++++ Text segment

Renewing the Drone Debate | Kunwar Khuldune Shahid

Pakistan giving America’s Central Intelligence Agency (CIA) access to Shamsi airfield, heralded the dawn of a duplicitously convenient era for Islamabad. As drone casualties rose to 252 in 2008, from 36 in 2007, every CIA strike was followed by politicians’ condemnation, and preceded by US-Pak intelligence sharing to identify possible targets. This effective duplicity continued even in the aftermath of ‘Osamagate’, and Pakistan ‘kicking America out’ of Shamsi, with 383 CIA drone casualties in 2011.

It is precisely this intelligence double-play in the AfPak region that has helped the CIA drones take down, among others, ISIS leader Hafiz Mohammed Saeed in July, and the high profile killing of the then TTP leader Hakimullah Mehsud in 2013, which instigated hue and cry over the mass murderer’s death.

After it was discovered that a US drone strike aimed towards an al-Qaeda compound killed two innocent hostages — including one American — in January this year, the drone debate was renewed in the White House.

In the aftermath of the discovery White House spokesman Josh Earnest said:
“Our preference when dealing with suspected terrorists is to capture, detain, debrief and prosecute them. But the fact is … in some areas of the world… local authorities have limited capacity and, in some cases, limited will to go after these extremists.”

The above was true for Pakistan before the APS attack nine months ago.

Since then, however, Pakistan has deployed its own armed drone against terrorists with ‘Burraq’ killing “three high profile terrorists” on Monday, according to DG ISPR Asim Bajwa’s Twitter handle. Intriguingly enough on the very same day UK also decided to join the drone party with Prime Minister David Cameron’s announcement that the RAF had conducted UK’s first drone strike killing two British citizens who had joined ISIS in Syria.

Several other countries are queuing up to put weapons onto unmanned aircraft, including South Africa, France, Nigeria, Iran, Israel, China and most crucially for us, India. This means that the anti-drone protests generated across the world, for the good part of the past decade, has not been paid any heed by the powers that be across the board.

The much maligned aspect of Barack Obama’s counterterrorism legacy is being adopted by other nations, vindicating its effectiveness and accuracy. This means that the heretofore scepticism regarding drone strikes as extraordinarily inhumane weapons of killing was possibly misguided.

The anti-drone argument in Pakistan was founded upon four-pillars: potential negotiations with the Taliban, civilian casualties, extra-judicial manoeuvring and breach of international law and sovereignty. Any quixotic dreams of negotiating with terrorists, which the leadership of both the top two parties in Pakistan were guilty of, has been thrown off the table, despite the occasion gem from PTI Chief Imran Khan, where he manifests an apparent lack of ability in discerning the difference between Afghan and Pakistani Taliban.

++++++++
++++ Extracted information

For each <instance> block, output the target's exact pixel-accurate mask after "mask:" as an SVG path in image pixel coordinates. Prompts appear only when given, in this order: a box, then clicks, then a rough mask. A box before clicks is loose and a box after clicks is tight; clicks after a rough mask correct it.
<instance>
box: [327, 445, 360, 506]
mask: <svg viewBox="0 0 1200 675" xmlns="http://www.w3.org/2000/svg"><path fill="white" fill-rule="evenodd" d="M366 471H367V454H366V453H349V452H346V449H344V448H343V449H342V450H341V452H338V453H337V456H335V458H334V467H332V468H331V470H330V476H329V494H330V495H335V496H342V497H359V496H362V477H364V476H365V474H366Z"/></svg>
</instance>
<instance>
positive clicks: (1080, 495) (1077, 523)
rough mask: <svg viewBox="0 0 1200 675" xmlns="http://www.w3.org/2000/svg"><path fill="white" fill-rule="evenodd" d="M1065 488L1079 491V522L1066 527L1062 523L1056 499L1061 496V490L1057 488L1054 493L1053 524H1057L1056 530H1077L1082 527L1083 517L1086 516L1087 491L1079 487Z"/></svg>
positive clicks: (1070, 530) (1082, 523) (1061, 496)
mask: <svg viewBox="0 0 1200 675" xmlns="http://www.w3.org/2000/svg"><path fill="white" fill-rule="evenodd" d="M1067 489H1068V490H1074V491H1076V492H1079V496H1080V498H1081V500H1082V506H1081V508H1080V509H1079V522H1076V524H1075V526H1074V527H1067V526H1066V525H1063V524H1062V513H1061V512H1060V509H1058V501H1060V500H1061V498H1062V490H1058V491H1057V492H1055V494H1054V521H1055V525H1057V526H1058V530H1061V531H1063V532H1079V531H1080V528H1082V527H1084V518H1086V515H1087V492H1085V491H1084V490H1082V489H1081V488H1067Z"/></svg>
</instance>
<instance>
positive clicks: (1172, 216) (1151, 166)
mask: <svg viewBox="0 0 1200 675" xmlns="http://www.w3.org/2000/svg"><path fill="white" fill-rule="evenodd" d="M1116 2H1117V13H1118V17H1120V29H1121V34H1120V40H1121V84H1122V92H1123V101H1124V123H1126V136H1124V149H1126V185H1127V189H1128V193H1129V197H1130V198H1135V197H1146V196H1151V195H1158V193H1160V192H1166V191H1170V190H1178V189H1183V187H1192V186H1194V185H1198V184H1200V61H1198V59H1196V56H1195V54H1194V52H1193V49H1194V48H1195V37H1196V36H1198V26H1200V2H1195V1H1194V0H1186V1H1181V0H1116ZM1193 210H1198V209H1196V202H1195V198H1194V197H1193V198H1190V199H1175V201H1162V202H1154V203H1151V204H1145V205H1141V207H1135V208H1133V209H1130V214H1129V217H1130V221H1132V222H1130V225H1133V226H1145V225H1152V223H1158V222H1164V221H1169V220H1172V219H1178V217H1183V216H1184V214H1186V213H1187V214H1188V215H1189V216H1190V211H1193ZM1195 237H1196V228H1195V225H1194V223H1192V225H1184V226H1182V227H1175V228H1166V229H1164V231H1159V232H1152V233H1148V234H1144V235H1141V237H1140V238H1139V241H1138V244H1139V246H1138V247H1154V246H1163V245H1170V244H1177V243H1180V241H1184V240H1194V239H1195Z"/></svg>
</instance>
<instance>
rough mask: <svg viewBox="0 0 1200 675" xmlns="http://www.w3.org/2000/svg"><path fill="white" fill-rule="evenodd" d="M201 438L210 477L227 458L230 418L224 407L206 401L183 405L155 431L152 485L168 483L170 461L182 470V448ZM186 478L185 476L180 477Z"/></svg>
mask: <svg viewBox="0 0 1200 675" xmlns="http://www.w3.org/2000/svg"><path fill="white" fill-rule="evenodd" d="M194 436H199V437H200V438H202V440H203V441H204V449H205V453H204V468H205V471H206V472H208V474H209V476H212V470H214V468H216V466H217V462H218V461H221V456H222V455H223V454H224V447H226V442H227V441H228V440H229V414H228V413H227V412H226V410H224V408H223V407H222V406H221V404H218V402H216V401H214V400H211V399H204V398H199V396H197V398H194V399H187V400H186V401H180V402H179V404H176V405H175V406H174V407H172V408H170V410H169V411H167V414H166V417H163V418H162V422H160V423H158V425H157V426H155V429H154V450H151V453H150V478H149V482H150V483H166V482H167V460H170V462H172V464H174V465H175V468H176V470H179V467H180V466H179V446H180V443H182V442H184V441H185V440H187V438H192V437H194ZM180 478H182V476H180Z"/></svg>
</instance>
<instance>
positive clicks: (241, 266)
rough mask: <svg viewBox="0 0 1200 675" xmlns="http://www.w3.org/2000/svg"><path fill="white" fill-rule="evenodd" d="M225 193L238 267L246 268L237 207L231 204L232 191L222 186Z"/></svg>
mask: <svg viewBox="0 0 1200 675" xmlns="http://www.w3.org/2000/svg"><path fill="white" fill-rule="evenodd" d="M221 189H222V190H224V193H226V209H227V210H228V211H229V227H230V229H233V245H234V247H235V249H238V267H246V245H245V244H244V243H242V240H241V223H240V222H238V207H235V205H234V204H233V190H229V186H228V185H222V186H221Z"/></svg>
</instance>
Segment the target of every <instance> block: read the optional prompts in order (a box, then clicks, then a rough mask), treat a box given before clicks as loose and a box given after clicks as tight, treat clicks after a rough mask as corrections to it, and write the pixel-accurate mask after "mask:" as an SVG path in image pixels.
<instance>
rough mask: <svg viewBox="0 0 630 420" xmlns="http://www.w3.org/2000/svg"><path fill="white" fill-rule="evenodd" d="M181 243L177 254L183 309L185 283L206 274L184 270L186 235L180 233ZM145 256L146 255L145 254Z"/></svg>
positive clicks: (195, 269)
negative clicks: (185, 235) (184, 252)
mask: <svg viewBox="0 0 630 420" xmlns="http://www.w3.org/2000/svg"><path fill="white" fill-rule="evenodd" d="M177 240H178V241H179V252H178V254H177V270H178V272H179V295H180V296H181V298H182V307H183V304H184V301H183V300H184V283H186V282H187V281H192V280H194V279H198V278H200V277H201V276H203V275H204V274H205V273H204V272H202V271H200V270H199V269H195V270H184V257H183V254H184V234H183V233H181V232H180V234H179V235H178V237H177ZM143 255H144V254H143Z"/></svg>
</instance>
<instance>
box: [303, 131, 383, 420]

++++++++

Rewrite the drone debate text from "Since then, however, Pakistan" up to and including "ISIS in Syria.", swapping "Monday" out for "Tuesday". The lines play no part in this exercise.

Since then, however, Pakistan has deployed its own armed drone against terrorists with ‘Burraq’ killing “three high profile terrorists” on Tuesday, according to DG ISPR Asim Bajwa’s Twitter handle. Intriguingly enough on the very same day UK also decided to join the drone party with Prime Minister David Cameron’s announcement that the RAF had conducted UK’s first drone strike killing two British citizens who had joined ISIS in Syria.